- What is required -
Repeat every line of the listing below exactly, minus the pictures.

- Dataset extract -

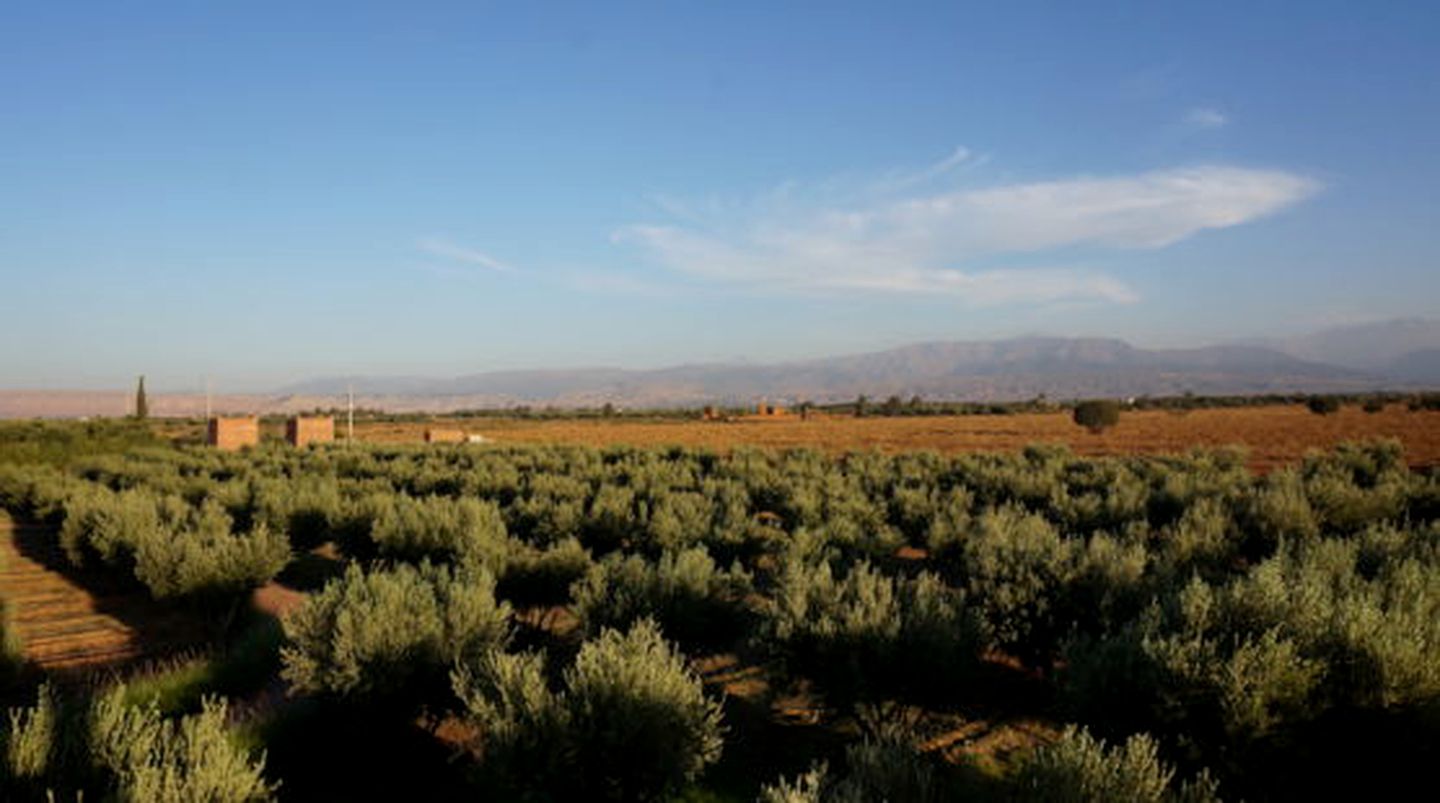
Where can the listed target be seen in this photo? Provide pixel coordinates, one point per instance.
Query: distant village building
(234, 432)
(303, 431)
(445, 436)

- Problem solution -
Where can the listed target be seen in this photo? Provide pixel coordinates, one point per instance.
Query: distant village building
(234, 432)
(303, 431)
(445, 436)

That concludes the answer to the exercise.